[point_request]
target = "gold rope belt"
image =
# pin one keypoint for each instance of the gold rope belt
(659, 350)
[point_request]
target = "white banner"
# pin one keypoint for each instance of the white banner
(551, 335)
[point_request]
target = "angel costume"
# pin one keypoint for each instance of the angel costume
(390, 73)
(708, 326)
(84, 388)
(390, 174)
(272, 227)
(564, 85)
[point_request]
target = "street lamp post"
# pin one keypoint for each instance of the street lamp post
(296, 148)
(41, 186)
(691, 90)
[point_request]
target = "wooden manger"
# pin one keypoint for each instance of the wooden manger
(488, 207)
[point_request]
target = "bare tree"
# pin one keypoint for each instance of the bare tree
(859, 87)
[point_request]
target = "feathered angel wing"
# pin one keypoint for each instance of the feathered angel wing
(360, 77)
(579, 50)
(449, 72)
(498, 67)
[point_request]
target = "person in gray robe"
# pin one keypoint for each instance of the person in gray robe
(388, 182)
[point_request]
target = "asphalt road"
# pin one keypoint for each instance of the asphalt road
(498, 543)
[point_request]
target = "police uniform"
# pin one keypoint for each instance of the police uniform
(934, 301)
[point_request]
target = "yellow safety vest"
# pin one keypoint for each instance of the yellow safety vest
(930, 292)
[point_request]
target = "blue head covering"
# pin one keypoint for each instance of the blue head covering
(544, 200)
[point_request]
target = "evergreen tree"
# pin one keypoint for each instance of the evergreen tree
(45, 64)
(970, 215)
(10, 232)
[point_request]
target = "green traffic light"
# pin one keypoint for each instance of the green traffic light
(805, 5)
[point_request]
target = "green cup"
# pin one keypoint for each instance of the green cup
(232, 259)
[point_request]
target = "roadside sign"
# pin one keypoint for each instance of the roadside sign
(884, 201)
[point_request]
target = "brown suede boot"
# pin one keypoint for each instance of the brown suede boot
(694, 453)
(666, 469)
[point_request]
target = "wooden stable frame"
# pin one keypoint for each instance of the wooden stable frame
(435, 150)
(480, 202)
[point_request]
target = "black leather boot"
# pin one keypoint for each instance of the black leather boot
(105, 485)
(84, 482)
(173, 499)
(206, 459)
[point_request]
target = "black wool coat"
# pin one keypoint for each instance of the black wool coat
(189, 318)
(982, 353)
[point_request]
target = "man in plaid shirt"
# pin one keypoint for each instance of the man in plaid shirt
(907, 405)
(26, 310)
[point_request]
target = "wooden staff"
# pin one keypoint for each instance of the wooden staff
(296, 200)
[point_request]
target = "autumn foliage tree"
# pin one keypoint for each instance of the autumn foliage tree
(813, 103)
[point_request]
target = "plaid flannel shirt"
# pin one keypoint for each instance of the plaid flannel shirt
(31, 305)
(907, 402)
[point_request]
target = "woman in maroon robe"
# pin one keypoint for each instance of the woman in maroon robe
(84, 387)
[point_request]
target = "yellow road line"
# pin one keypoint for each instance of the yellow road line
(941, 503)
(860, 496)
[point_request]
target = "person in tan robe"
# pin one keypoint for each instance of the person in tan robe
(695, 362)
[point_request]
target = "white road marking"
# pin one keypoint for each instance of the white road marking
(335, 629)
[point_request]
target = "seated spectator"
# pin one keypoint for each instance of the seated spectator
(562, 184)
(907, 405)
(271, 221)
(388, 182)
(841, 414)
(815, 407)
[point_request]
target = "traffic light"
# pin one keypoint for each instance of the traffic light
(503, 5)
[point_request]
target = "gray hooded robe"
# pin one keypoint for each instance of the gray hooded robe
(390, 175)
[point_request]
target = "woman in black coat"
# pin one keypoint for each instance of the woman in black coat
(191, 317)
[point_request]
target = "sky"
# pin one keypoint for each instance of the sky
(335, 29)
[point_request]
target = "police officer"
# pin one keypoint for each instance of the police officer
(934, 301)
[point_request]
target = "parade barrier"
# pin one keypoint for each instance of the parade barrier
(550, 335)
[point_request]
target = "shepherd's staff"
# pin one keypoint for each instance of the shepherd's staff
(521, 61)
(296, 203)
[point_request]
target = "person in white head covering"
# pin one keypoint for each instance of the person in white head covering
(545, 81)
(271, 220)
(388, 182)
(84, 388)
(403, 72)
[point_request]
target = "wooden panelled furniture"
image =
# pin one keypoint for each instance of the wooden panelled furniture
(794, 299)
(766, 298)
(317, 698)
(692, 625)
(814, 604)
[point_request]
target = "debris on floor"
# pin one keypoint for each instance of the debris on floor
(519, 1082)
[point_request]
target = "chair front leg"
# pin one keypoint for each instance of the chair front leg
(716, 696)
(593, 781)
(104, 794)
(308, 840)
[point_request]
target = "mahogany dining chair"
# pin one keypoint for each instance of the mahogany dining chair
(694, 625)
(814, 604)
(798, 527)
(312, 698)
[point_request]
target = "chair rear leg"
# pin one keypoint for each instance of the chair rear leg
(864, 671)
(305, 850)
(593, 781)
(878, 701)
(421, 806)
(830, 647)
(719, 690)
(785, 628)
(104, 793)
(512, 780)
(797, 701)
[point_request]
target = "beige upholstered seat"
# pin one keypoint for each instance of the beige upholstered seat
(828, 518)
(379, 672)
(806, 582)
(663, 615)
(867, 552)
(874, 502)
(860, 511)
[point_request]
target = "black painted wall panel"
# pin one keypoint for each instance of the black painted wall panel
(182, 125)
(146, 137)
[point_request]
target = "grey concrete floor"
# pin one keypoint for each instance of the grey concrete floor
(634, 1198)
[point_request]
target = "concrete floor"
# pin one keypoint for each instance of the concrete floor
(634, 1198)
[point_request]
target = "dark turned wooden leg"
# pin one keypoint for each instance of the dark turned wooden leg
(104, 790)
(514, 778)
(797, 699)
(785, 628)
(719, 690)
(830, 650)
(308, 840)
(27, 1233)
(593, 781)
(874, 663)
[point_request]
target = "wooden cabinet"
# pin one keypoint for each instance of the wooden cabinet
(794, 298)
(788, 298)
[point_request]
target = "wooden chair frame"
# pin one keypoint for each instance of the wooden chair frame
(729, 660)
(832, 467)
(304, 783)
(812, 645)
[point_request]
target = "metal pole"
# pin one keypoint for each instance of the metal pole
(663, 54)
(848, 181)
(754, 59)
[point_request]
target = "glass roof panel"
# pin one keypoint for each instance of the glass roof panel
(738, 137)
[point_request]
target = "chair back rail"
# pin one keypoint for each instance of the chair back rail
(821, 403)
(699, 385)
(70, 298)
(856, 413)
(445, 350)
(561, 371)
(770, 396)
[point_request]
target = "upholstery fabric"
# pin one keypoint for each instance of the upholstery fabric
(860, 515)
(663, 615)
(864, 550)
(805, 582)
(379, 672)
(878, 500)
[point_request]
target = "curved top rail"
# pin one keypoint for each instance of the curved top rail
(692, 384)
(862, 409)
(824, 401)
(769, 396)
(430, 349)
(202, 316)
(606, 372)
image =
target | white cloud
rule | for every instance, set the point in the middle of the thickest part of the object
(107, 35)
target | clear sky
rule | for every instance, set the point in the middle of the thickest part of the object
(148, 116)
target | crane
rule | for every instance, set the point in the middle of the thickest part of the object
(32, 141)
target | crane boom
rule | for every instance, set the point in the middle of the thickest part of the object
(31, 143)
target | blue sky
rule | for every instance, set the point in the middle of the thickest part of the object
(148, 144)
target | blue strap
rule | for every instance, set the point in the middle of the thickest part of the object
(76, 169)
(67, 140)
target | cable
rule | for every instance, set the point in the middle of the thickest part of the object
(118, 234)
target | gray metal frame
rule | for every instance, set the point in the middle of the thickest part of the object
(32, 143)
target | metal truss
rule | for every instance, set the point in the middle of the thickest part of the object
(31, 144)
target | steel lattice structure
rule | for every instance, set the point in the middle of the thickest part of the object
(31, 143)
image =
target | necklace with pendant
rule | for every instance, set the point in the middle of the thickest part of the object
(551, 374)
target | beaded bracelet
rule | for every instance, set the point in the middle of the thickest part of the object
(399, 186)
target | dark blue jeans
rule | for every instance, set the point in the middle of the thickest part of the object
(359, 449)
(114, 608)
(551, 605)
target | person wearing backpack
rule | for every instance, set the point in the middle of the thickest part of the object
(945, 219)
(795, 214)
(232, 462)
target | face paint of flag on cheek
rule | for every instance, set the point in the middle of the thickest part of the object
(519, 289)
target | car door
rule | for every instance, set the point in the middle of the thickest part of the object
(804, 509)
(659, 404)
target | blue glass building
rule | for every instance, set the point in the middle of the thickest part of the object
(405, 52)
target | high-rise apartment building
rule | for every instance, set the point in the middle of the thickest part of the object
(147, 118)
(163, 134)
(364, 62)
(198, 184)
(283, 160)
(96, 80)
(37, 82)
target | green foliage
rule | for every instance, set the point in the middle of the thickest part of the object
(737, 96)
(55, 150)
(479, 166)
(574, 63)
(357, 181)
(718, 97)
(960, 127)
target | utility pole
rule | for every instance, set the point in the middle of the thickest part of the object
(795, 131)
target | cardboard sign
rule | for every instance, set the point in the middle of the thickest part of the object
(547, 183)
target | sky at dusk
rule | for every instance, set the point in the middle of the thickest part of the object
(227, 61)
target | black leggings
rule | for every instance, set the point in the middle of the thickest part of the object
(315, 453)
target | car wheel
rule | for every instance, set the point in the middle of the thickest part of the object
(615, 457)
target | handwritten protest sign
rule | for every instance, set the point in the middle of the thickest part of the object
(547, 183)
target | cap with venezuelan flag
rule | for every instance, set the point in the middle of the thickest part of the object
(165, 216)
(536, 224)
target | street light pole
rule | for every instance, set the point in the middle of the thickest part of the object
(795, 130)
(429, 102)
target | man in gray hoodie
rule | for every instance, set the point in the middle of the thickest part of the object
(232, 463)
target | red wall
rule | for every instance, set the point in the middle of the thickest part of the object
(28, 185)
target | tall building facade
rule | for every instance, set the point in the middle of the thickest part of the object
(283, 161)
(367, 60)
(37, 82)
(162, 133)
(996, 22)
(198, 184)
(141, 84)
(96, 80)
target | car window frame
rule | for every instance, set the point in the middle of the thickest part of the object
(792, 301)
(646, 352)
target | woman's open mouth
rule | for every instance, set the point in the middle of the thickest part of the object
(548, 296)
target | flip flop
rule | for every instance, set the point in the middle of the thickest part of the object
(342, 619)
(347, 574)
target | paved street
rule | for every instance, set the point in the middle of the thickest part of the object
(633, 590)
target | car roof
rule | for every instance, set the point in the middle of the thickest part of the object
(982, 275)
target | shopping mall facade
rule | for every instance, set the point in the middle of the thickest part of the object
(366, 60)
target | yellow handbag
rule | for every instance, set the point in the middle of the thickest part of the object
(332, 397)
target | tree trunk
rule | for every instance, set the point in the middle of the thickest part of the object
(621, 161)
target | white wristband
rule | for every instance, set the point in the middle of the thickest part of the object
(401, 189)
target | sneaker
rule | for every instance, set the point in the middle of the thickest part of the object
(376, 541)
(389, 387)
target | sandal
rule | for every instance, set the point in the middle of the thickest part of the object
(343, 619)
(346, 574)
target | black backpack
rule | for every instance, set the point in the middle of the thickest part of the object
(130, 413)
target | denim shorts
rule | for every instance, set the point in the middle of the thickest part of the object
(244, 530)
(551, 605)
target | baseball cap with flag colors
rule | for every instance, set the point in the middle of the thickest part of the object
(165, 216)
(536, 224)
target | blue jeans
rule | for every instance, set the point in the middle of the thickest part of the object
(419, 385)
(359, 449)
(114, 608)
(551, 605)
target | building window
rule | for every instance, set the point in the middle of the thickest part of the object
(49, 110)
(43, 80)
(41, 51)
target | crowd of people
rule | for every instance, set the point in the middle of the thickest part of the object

= = =

Write out, word for word, every line from the one containing "target | white wristband" through the last line of the records above.

target | white wristband
rule | for every instance, set the point in the middle of the thickest part of the object
(401, 189)
target | sneaker
rule | for every instance, set the point in the middle of the thickest part of the object
(376, 541)
(389, 387)
target | sandal
rule | for every instance, set the point in the middle of the thickest part of the object
(343, 619)
(346, 574)
target | black backpack
rule | for every instance, set the point in the middle of the thickest part of the object
(130, 413)
target | denim shorts
rule | for every instance, set the point in the middle of the thickest part of the object
(244, 530)
(551, 605)
target | baseball cap with flag colors
rule | for every instance, set the point in the middle of the thickest part of the object
(165, 216)
(536, 224)
target | blue jeans
rule | for every instance, set the point in the middle of the thickest part of the object
(419, 385)
(359, 449)
(114, 608)
(551, 605)
target | building window
rule | for every instance, set the point in the middle of the thickest part of the object
(49, 110)
(43, 80)
(41, 51)
target | crowd of people
rule | for every instance, set the point in the middle of the thickest part of the object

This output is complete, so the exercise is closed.